◆ **RECORDS FOR THIS TASK**

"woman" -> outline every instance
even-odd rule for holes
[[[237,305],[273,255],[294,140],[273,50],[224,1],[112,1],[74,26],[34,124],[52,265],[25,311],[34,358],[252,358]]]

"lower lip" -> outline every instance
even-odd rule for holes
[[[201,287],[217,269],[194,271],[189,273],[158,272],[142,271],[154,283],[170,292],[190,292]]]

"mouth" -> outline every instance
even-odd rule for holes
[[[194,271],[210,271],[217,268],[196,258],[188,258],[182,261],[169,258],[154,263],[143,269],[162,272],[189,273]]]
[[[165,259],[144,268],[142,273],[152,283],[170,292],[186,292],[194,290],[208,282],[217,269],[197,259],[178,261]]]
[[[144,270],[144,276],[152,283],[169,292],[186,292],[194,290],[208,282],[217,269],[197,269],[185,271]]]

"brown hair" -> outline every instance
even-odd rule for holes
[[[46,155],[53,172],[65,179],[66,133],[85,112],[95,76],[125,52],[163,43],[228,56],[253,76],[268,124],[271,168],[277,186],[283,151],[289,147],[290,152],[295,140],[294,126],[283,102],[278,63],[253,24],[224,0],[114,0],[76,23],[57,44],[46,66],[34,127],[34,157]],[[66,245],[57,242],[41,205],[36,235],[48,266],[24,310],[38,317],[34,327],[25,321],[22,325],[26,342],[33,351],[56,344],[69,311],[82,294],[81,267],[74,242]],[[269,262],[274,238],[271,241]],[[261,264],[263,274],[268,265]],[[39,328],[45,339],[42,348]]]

◆ **WORK TO BE COMPLETED**
Rewrite every line of the material above, requests included, scaling each coordinate in the outlines by a factor of 1.85. Round each result to the nearest whole number, with halves rounded up.

◆ **FINAL ANSWER**
"woman" -> outline every instance
even-odd rule for holes
[[[438,564],[505,472],[544,259],[505,93],[414,2],[207,2],[137,48],[63,229],[96,490],[46,575],[63,662],[466,662]]]

"lower lip" -> outline every instance
even-odd rule for holes
[[[372,531],[401,498],[359,501],[350,505],[292,503],[263,501],[285,524],[315,540],[352,540]]]

"mouth" -> outline every instance
even-odd rule for holes
[[[359,501],[389,501],[401,496],[363,477],[348,477],[337,483],[313,477],[285,487],[265,498],[300,503],[350,505]]]
[[[305,479],[266,496],[263,505],[281,524],[315,540],[344,540],[359,537],[385,522],[401,498],[364,479],[329,483]]]
[[[266,500],[266,511],[281,524],[313,540],[344,540],[359,537],[385,522],[401,498],[364,498],[342,501]]]

"brown hair" -> outline every instance
even-odd rule for holes
[[[85,287],[98,318],[120,331],[122,246],[157,207],[176,141],[231,96],[302,80],[422,104],[468,141],[496,229],[501,311],[512,344],[524,279],[535,272],[537,281],[546,259],[544,233],[524,189],[514,117],[468,44],[414,0],[211,0],[141,43],[105,81],[85,122],[63,235],[63,290]],[[122,453],[105,448],[76,379],[67,435],[89,492],[44,574],[70,586],[63,605],[46,594],[41,601],[48,633],[61,649],[104,636],[128,575],[152,544],[150,494],[137,448]],[[498,485],[507,440],[501,446]],[[483,488],[487,507],[496,490]],[[72,607],[83,627],[78,644]]]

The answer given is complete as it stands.